■ Position identification records:
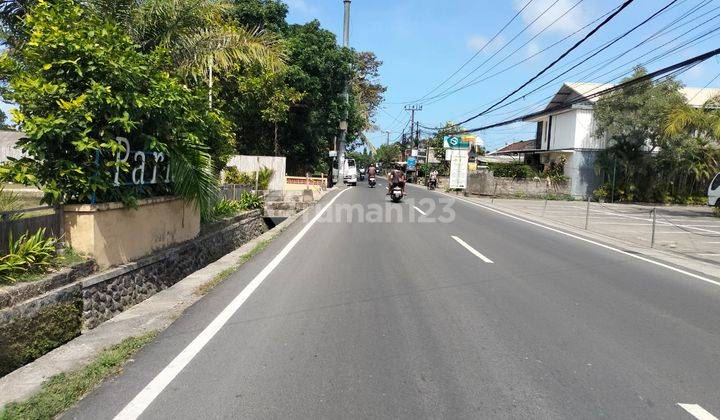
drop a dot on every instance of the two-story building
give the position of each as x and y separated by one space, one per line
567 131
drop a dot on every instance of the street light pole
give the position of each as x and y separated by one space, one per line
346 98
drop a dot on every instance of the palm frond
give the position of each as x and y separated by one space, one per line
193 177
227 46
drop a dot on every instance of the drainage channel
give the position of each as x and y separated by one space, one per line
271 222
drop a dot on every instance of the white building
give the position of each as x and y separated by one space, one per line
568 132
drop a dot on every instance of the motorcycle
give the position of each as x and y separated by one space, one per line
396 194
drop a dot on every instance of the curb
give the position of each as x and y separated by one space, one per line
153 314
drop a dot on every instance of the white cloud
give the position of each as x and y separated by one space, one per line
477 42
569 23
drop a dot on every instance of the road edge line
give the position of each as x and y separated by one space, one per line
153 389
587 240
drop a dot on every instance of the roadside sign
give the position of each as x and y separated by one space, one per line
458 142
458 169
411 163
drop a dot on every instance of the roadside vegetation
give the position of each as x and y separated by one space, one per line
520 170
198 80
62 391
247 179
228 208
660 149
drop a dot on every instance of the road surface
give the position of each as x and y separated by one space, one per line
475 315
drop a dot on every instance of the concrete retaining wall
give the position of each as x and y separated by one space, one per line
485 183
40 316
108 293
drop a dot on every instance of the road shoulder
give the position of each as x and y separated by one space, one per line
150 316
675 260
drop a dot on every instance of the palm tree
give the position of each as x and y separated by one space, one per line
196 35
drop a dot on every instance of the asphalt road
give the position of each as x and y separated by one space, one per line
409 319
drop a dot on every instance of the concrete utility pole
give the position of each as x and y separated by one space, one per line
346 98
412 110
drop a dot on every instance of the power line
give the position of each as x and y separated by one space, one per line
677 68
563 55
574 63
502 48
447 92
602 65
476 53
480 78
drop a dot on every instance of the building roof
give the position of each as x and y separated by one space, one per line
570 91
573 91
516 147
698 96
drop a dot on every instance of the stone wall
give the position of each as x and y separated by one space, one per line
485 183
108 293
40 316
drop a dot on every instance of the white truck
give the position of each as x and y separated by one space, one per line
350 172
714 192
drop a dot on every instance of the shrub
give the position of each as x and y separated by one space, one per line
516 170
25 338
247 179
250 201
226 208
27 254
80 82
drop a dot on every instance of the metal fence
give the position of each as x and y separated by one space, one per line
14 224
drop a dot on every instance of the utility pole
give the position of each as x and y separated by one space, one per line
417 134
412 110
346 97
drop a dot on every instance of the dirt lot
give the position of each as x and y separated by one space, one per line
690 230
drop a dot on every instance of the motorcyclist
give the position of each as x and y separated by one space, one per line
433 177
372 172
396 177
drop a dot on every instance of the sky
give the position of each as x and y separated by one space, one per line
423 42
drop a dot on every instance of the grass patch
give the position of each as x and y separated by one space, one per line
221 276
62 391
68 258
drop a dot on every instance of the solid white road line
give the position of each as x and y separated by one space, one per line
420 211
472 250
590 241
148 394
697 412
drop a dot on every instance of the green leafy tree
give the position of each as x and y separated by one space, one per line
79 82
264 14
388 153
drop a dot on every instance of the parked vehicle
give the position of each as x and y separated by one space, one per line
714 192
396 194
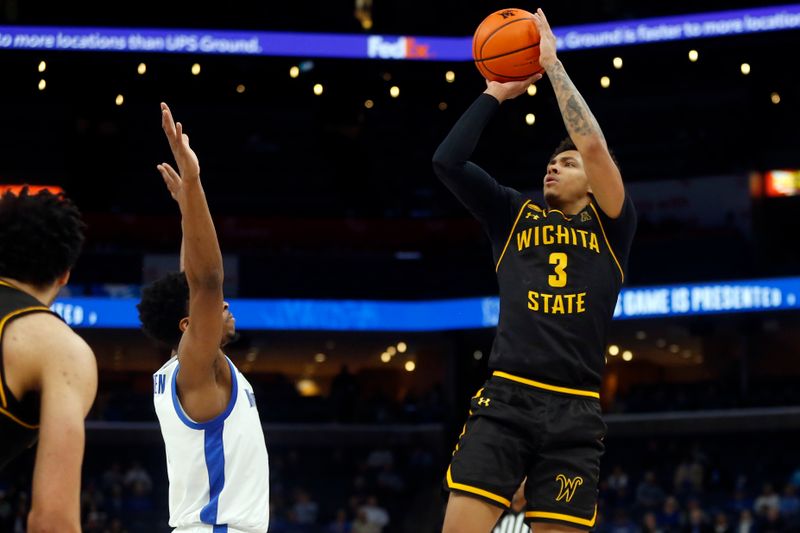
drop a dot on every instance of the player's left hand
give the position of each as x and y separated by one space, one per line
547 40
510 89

■ WHAT THE EXERCISE ASKS:
Your copy of the data should match it exactly, except that pictures are left out.

■ SOLUTION:
drop a dot on every instance of the two-story building
give the position of each as x and y separated by one space, one per line
567 131
drop a dot on every instance of the street light pole
give the position of each as x and y separated by one space, one per line
346 98
drop a dot on every instance of the palm frond
give the position of each as x and y separated by one space, one per line
193 177
227 46
drop a dot on every instance of the drainage channel
give the position of each as x and y separated by one space, one per line
271 222
drop a dot on every instance of the white building
give the position of each as x and y separated by one space, one per line
568 132
drop a dot on every instance of the motorcycle
give the position of each as x and y separated by one space, one per line
396 194
drop a dot on every instance of the curb
give the position of each as x and y separated by one space, one per line
153 314
drop a dot on every instance of the white cloud
give the position of each as x and y separated by one space, one per line
477 42
569 23
drop a dot on every instance of the road edge line
give the position of each as x and y separated by one space, one per line
153 389
587 240
drop a dot on every instance of the roadside sign
give the position of each as x and y separated by one space, one per line
458 142
458 169
411 163
drop a dot on every instance of the roadside vegetation
give the position of each as x and y separated by one space, one per line
520 170
198 80
62 391
247 179
228 208
660 149
drop a dot on every instance of the road surface
give the position of each as x and y separated by one space, one per line
475 315
drop a dot on every instance of the concrete retaining wall
give the position of each as x and y separated by one space, one per line
485 183
40 316
108 293
drop a dot on every instance of the road shoulder
give the position of each as x and y separated by one space, one per line
150 316
675 260
drop a dot on every instance of the palm tree
give the position of each as x and y separated by one space, one per line
196 35
drop a dot on every instance of the asphalt road
give the position of each as x and y separated by one space, one per line
409 319
drop a dot on every instance of the concrete utility pole
give the position of each as x and y separated by one space, one per line
346 98
412 110
drop a dot on every instance of the power line
give the position of each as x and y separated by one space, one per line
677 68
563 55
574 63
502 48
447 92
602 65
476 53
480 78
drop a dot on every instance of the building roof
give the position of each as x and y separated by one space, one per line
570 91
573 91
516 147
698 96
drop a dot on every instance of the stone wall
give the position of each as x and y separated by one space, one per line
485 183
108 293
40 316
drop a dot on every instance of the white truck
give the position of each as x and y separated by one space, one per line
350 172
714 192
drop a dot on every instance of the shrub
give the position of each as x and y separated by one space, one per line
516 170
25 338
247 179
250 201
226 208
27 254
80 82
drop a dot on every instance of the metal fence
give the position of each as x and y separated by one space, one per line
14 224
drop a dot on every instance of the utility pole
give the position of each as x and y separated by one space, one per line
417 134
412 110
346 97
drop a dot on every instance of the dirt lot
give the position of each as x and y separated by one space, one per line
690 230
drop a dot on every instance of the motorcyclist
give the position of each as x and y separated by one space, one per line
433 177
372 172
396 177
drop a dot on every instance of the sky
give the position of each as x and y separated by one space, one per line
423 42
drop a dot on every instance of the grass patch
give the position of each as x and y separated by one space, one per line
221 276
62 391
68 258
drop a dot on every instance of the solid white road line
give the position of each as x and y separated by one space, one per line
420 211
472 250
590 241
148 394
697 412
drop a dot on every instance of the green leafy tree
give the position of each as x and y separated by one space, one per line
79 82
264 14
388 153
drop a dot on every instance of the parked vehicle
give the position of each as x and y separated by one space, one per line
714 192
396 194
drop a dot on every instance of the player's left hand
give the position of each as x and y separated by one space, one per line
547 40
510 89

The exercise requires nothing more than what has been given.